## OBJECTIVE
Format the records below as a numbered list, omitting any blank lines.

### DATA PROVIDED

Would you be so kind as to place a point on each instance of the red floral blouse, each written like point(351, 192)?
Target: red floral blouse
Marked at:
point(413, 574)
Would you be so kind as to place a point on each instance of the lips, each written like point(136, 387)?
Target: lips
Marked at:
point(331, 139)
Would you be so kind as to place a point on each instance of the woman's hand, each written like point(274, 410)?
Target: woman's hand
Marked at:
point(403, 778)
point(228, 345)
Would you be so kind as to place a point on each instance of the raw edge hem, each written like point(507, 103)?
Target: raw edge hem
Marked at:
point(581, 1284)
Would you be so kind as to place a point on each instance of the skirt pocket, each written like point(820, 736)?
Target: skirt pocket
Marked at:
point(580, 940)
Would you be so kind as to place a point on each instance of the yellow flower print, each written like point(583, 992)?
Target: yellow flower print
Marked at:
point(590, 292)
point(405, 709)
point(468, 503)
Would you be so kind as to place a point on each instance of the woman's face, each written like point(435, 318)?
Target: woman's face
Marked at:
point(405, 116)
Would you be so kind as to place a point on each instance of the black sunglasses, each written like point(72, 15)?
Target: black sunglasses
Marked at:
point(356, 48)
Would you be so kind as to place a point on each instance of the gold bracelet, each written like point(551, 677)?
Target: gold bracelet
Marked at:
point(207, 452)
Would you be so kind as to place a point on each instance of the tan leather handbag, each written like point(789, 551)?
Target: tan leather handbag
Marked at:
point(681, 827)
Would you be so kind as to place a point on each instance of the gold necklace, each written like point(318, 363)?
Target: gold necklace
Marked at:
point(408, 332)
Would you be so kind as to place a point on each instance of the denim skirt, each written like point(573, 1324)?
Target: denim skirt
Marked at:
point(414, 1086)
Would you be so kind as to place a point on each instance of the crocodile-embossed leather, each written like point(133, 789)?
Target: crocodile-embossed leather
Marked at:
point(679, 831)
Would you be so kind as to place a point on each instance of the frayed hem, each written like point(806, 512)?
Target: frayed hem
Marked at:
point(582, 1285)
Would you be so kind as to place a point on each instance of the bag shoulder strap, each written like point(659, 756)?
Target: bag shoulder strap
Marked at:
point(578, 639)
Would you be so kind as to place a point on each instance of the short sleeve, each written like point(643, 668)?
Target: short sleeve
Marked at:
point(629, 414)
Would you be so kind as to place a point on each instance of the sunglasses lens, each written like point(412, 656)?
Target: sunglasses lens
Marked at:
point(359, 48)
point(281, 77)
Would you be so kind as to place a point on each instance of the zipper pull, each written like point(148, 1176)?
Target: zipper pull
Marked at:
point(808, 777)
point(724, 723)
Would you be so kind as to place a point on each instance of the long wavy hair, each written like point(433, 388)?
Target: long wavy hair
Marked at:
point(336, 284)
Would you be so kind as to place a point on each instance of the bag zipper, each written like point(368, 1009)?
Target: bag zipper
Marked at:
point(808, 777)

######

## RESPONSE FOR THIS EXERCISE
1. Would you be so kind as to place a point on each instance of the red floral blouse, each written like point(351, 192)?
2. Target: red floral blouse
3. Marked at:
4. point(413, 574)
5. Would you be so kind as to place a point on each instance of the lips, each written like point(136, 387)?
6. Target: lips
7. Marked at:
8. point(331, 139)
9. Would you be so kind as to place a point on each instance of the woman's hand, each written like point(274, 410)?
10. Target: woman's hand
11. Marked at:
12. point(403, 778)
13. point(228, 345)
14. Would you be so kind as to place a point on each instance of the raw edge hem, each written like point(507, 103)?
15. Target: raw edge hem
16. Marked at:
17. point(581, 1284)
18. Would you be so kind as to place a point on each instance of the skirt pocket, each written like point(820, 736)?
19. Target: skirt pocket
20. Marked at:
21. point(580, 940)
22. Would you be so kind as to place a point on each instance of the yellow flower print, each written like point(583, 992)?
23. Target: yellow flower print
24. Marked at:
25. point(590, 292)
26. point(405, 709)
27. point(468, 503)
28. Would you be so kind as to place a point on each instance of the woman's face, each written like point(435, 318)?
29. Target: woman's face
30. Marked at:
31. point(405, 116)
32. Would you be so kind as to place a point on each instance of the black sunglasses, each written like point(72, 15)?
33. Target: black sunglasses
34. Marked at:
35. point(356, 48)
36. Would you be so kind as to place a point on each instance of the gold bracelet, each written like point(551, 677)?
37. Target: gold bracelet
38. Marked at:
39. point(207, 452)
40. Would you be so kind as to place a point on each instance of the tan leather handbag, each written like point(789, 551)?
41. Target: tan leather handbag
42. Marked at:
43. point(681, 827)
44. Would you be so kind as to place a point on each instance of the gold necklace, each written like point(318, 363)?
45. Target: gold necklace
46. Marked at:
47. point(408, 332)
48. Would you be so kind as to place a point on each instance of the denim skirt, each written like point(573, 1324)?
49. Target: denim skirt
50. Marked at:
51. point(414, 1086)
52. Would you be so kind as to place a point on each instance of the crocodile-embossed leather, each written like point(133, 789)?
53. Target: crocodile-embossed leather
54. Marked at:
55. point(679, 831)
56. Would you be so kind as to place a point on each instance of the frayed hem, each written like point(806, 512)?
57. Target: frayed hem
58. Marked at:
59. point(582, 1285)
60. Would you be so kind as to place a point on each instance of the bag shoulder strap, each written like point(659, 756)?
61. Target: bag shoulder strap
62. Marked at:
63. point(578, 639)
64. Would you be so kind as to place a point on each instance of the short sleeve, each written like point(643, 668)?
65. Target: short sleeve
66. Marked at:
67. point(629, 414)
68. Would you be so kind as to place a point on each instance of the sunglasses lens, each written like point(412, 656)?
69. Target: sunglasses lens
70. Marked at:
71. point(359, 48)
72. point(281, 77)
73. Would you be so kind as to place a point on each instance of the zipper pull, each written like point(148, 1176)?
74. Target: zipper pull
75. Marked at:
76. point(808, 777)
77. point(724, 723)
78. Would you be so kind as to place a point on each instance of the long wavy hair, each written like point(433, 388)?
79. Target: long wavy hair
80. Marked at:
81. point(336, 284)
82. Would you be so kind as to place a point on each instance of the bag zipper, each written like point(368, 1009)?
83. Target: bag zipper
84. Marked at:
85. point(808, 777)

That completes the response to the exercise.